— DOCUMENT SECTION —
━━━

Paris wheat futures prices ended little changed on Wednesday after earlier hitting new contract lows, as the market remained pressured by harvest supplies and chart-based selling. Trading was subdued as market participants awaited a US government crop report on Thursday and further indications on a rain-hit wheat harvest in Germany.
December milling wheat, the most active contract on the Paris-based Euronext exchange, settled 0.25 euros higher at 167.75 euros ($197.17) a tonne. It earlier set a fresh contract low of 167.00 euros, with dealers citing spread trading against firmer Chicago futures. Paris prices have been curbed by large crops in the Black Sea region and a better than expected harvest in France, despite uncertainty over rain damage in Germany and elsewhere in northern Europe.
Grain markets were turning their attention to Thursday's monthly supply and demand report from the US Department of Agriculture (USDA), which will give clues to US and world supply prospects. Traders were also awaiting a clearer picture in Germany, where heavy summer rain has delayed harvesting and threatened to spoil wheat quality.
"I think nationally only 40 percent of the crop has been harvested and only around 15 percent in the main north and eastern export regions," one German trader said. Rain fell in north Germany on Tuesday night and more is forecast up to Saturday, making wheat too wet to harvest and fields often too soft for harvesters to drive on. There were rising expectations of a larger than normal share of the German crop would be graded as animal feed wheat, but traders said it was still too early to give precise figures.
Standard bread wheat with 12 percent protein content was offered for sale unchanged at 3.5 euros over the Paris December contract for September delivery in Hamburg.

━━━

— GIVEN RECORDS —

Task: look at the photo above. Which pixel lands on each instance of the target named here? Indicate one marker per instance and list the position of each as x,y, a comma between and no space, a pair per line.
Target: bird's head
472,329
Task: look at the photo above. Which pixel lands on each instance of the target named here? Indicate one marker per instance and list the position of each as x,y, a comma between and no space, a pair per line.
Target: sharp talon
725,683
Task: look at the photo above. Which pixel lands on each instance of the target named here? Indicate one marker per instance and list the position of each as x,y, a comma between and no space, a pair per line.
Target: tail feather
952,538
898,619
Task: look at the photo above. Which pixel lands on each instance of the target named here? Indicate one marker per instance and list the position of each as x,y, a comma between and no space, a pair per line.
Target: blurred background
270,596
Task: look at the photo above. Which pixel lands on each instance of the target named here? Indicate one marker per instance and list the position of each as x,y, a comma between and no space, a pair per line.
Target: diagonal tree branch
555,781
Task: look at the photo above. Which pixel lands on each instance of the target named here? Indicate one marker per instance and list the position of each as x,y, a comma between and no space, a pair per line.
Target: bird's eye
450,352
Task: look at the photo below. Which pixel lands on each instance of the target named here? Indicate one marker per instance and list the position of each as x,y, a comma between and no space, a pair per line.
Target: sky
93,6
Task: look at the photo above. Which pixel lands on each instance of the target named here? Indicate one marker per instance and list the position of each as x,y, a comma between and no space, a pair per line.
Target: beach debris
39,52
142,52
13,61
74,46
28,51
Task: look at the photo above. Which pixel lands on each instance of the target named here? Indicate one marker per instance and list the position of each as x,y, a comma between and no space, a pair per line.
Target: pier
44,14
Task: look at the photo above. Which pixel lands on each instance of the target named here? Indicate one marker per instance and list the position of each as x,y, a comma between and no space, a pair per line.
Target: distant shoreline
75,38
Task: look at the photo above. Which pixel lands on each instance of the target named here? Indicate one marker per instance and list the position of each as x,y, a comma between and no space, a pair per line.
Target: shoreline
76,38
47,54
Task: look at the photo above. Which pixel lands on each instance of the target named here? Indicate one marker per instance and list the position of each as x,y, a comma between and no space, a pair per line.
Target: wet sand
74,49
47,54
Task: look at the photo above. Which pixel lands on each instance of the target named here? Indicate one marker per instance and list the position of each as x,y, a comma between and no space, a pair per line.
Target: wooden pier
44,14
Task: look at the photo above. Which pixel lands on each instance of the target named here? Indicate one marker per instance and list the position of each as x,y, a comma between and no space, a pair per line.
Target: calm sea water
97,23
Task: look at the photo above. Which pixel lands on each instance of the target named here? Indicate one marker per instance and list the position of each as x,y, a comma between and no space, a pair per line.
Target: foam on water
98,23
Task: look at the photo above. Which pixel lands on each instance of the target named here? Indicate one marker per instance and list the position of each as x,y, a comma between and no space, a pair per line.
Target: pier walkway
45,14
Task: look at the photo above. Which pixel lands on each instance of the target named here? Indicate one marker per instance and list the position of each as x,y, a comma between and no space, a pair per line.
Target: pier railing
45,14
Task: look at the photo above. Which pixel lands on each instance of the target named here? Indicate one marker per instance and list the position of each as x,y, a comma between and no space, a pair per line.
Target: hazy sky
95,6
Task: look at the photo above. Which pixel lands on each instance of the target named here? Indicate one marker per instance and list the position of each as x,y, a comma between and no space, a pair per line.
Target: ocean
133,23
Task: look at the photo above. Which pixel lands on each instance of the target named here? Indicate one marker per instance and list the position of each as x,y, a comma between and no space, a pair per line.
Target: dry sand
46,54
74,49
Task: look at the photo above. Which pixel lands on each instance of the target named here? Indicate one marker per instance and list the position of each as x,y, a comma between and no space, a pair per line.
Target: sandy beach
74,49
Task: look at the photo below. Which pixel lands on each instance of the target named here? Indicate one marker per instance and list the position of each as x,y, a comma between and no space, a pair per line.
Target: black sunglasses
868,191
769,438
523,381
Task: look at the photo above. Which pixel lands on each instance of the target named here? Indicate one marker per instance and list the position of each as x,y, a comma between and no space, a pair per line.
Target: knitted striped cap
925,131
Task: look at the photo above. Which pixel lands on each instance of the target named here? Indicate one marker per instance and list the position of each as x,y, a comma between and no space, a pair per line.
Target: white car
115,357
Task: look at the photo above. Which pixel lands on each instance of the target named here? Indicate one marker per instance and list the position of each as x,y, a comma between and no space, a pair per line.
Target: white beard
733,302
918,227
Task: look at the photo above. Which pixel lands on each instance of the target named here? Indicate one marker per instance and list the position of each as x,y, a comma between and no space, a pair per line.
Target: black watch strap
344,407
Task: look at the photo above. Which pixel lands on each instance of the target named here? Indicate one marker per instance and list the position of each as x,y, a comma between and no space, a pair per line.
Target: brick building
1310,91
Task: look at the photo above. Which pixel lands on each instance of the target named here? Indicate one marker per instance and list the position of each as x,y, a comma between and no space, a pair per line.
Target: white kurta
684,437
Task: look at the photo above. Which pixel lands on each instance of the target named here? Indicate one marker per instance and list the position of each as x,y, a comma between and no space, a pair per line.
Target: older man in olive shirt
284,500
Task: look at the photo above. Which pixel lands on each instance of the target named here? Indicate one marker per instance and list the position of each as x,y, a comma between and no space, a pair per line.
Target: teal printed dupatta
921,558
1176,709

━━━

— EXERCISE REQUIREMENTS —
1: In the wheat futures report, give everything from "Grain markets were" down to "give precise figures." again, swapping "Germany" for "Poland".
2: Put this sentence from the wheat futures report into Spanish: "Standard bread wheat with 12 percent protein content was offered for sale unchanged at 3.5 euros over the Paris December contract for September delivery in Hamburg."

— OUTPUTS FOR THE TASKS —
1:
Grain markets were turning their attention to Thursday's monthly supply and demand report from the US Department of Agriculture (USDA), which will give clues to US and world supply prospects. Traders were also awaiting a clearer picture in Poland, where heavy summer rain has delayed harvesting and threatened to spoil wheat quality.
"I think nationally only 40 percent of the crop has been harvested and only around 15 percent in the main north and eastern export regions," one German trader said. Rain fell in north Poland on Tuesday night and more is forecast up to Saturday, making wheat too wet to harvest and fields often too soft for harvesters to drive on. There were rising expectations of a larger than normal share of the German crop would be graded as animal feed wheat, but traders said it was still too early to give precise figures.

2: El trigo panificable estándar con un contenido de proteína del 12 por ciento se ofreció a la venta sin cambios a 3,5 euros por encima del contrato de diciembre de París para entrega en septiembre en Hamburgo.